[Stored data entries]
[Start of section]
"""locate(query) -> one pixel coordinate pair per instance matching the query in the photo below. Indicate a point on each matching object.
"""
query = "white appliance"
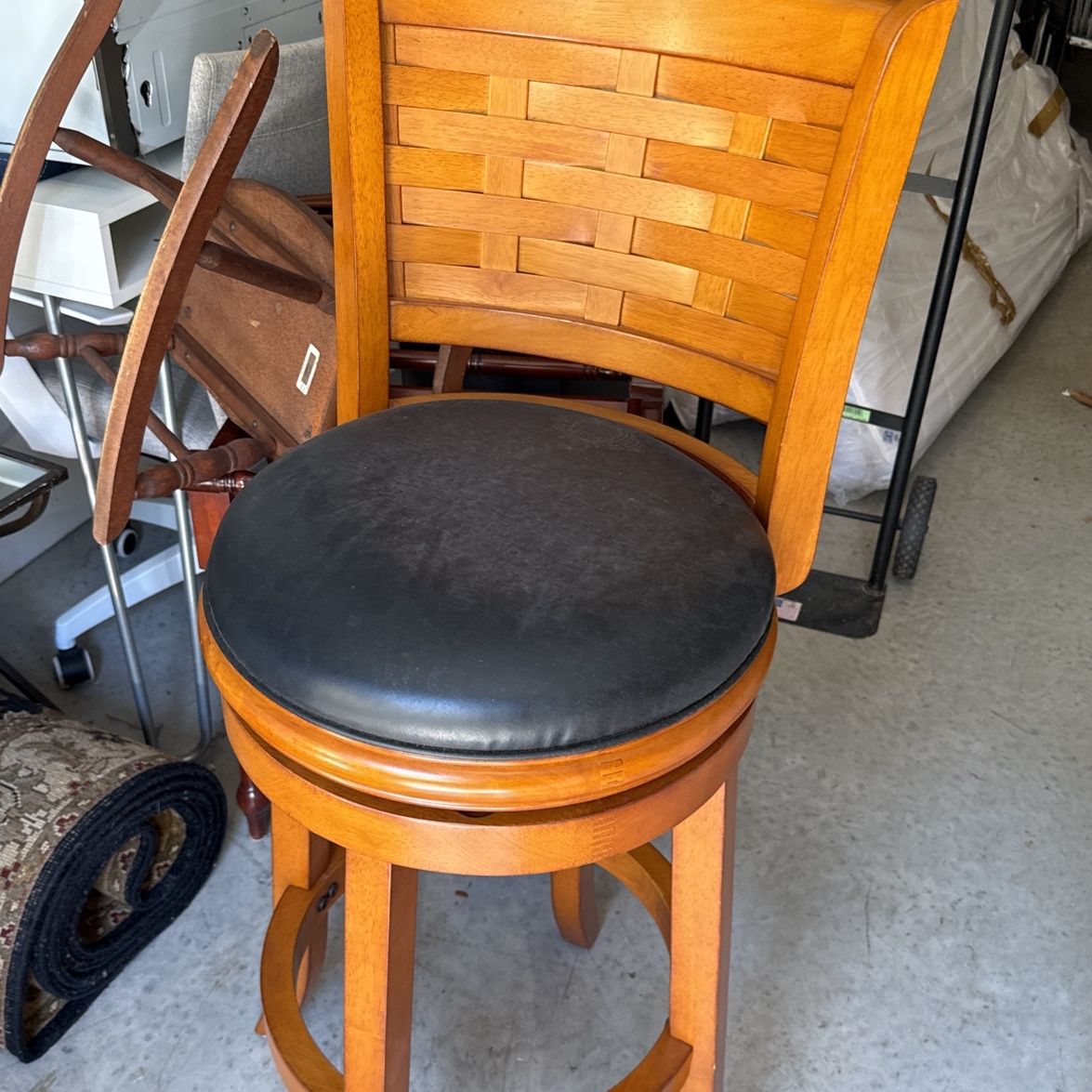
(136, 93)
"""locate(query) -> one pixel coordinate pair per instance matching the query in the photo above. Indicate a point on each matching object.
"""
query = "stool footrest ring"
[End of section]
# TASK TO CARRY OUT
Transcribe the records above exactly and drop every picture.

# TASK OUTPUT
"""locate(query) -> one pixel coordinate pair per instance matching the query in the photo below. Indicate a point on each matching object.
"""
query = "white appliance"
(136, 93)
"""locate(query) -> one pixel coordinate pair per instance matching the query in the photo above. Indicate a point on each matching object.
"""
query = "stool footrest ring"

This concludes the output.